### Point-per-instance localization data
________________________________________

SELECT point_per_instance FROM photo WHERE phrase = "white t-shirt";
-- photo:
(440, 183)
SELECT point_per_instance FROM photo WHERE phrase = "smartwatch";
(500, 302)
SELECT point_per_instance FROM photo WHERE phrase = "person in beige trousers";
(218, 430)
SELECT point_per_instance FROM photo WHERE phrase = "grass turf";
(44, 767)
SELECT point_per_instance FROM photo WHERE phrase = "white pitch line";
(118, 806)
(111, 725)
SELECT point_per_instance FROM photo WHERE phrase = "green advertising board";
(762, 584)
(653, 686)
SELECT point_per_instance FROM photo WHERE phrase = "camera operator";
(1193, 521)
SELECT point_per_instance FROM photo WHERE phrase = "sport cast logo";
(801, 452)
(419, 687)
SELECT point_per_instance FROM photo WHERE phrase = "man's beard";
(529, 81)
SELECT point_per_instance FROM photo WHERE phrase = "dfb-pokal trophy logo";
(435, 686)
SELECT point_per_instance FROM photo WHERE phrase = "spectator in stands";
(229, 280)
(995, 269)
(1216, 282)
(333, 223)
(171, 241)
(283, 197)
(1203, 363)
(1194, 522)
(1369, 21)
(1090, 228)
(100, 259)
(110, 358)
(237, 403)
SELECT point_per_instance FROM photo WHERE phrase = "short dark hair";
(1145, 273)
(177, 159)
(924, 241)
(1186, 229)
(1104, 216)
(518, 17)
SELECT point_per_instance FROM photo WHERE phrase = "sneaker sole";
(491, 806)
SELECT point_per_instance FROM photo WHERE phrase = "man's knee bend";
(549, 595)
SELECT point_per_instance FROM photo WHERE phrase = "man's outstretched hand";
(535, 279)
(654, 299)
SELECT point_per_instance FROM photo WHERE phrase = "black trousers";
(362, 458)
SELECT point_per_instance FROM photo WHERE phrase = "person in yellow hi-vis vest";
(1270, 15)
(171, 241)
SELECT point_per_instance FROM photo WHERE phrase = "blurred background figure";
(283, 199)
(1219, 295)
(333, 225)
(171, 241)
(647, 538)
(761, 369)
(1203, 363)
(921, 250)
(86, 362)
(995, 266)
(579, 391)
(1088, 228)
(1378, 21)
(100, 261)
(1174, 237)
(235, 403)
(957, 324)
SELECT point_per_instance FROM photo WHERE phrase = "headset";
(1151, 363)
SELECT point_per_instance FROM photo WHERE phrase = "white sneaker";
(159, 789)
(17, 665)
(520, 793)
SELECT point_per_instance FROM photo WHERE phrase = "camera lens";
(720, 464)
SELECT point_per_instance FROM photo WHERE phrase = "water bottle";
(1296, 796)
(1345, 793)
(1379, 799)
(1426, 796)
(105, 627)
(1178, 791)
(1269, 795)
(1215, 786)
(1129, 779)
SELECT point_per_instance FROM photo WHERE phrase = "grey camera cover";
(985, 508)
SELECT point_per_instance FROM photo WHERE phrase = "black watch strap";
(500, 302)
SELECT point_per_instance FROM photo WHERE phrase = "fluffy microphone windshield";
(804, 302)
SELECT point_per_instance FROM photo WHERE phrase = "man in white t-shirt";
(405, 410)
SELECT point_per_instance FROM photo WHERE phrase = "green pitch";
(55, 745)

________________________________________

### THE TASK
Give back every line of the data exactly.

### RESULT OF THE TASK
SELECT point_per_instance FROM photo WHERE phrase = "white t-shirt";
-- photo:
(440, 183)
SELECT point_per_instance FROM photo WHERE phrase = "smartwatch";
(500, 302)
SELECT point_per_instance FROM photo WHERE phrase = "person in beige trousers";
(218, 430)
SELECT point_per_instance FROM photo WHERE phrase = "grass turf";
(44, 767)
SELECT point_per_instance FROM photo WHERE phrase = "white pitch line";
(118, 806)
(111, 725)
SELECT point_per_instance FROM photo WHERE phrase = "green advertising board";
(762, 584)
(653, 686)
SELECT point_per_instance FROM photo WHERE phrase = "camera operator";
(1193, 521)
SELECT point_per_instance FROM photo WHERE phrase = "sport cast logo";
(801, 452)
(419, 687)
SELECT point_per_instance FROM photo WHERE phrase = "man's beard";
(529, 81)
SELECT point_per_instance FROM photo WHERE phrase = "dfb-pokal trophy logo";
(435, 686)
SELECT point_per_instance FROM photo WHERE phrase = "spectator in stands";
(229, 280)
(995, 269)
(1216, 282)
(333, 223)
(171, 241)
(283, 197)
(1203, 363)
(1194, 522)
(1369, 21)
(1090, 228)
(100, 259)
(110, 358)
(237, 403)
SELECT point_per_instance FROM photo WHERE phrase = "short dark hair";
(1145, 273)
(177, 159)
(924, 241)
(1186, 229)
(1104, 216)
(518, 17)
SELECT point_per_instance FROM photo WHERE phrase = "sneaker sole";
(491, 806)
SELECT point_per_instance FROM photo WHERE phrase = "man's knee bend";
(549, 595)
SELECT point_per_instance FROM photo WHERE phrase = "man's outstretched hand";
(535, 279)
(654, 299)
SELECT point_per_instance FROM photo WHERE phrase = "black trousers";
(362, 458)
SELECT point_per_instance FROM photo WHERE phrase = "person in yellow hi-vis vest";
(1270, 15)
(171, 241)
SELECT point_per_instance FROM photo WHERE phrase = "blurred background figure";
(283, 199)
(1219, 295)
(333, 225)
(171, 241)
(647, 538)
(761, 369)
(1203, 363)
(921, 250)
(86, 362)
(995, 266)
(579, 391)
(1088, 228)
(1378, 21)
(100, 261)
(1174, 237)
(235, 403)
(957, 324)
SELECT point_per_instance FROM photo WHERE phrase = "headset";
(1151, 363)
SELECT point_per_instance FROM photo WHERE phrase = "white sneaker";
(159, 789)
(17, 665)
(520, 793)
SELECT point_per_instance FROM photo WHERE phrase = "camera lens";
(720, 464)
SELECT point_per_instance FROM photo WHERE phrase = "water bottle";
(1296, 796)
(1345, 793)
(1379, 799)
(1426, 796)
(105, 627)
(1178, 791)
(1269, 795)
(1215, 786)
(1129, 779)
SELECT point_per_instance FROM photo WHERE phrase = "grey camera cover";
(985, 508)
SELECT point_per_instance FROM photo WHERE phrase = "black watch strap";
(500, 302)
SELECT point_per_instance FROM photo WHERE phrase = "fluffy microphone windshield";
(804, 302)
SELECT point_per_instance FROM photo WHERE phrase = "man in white t-shirt";
(405, 410)
SELECT point_per_instance FROM photo WHERE phrase = "green pitch";
(55, 745)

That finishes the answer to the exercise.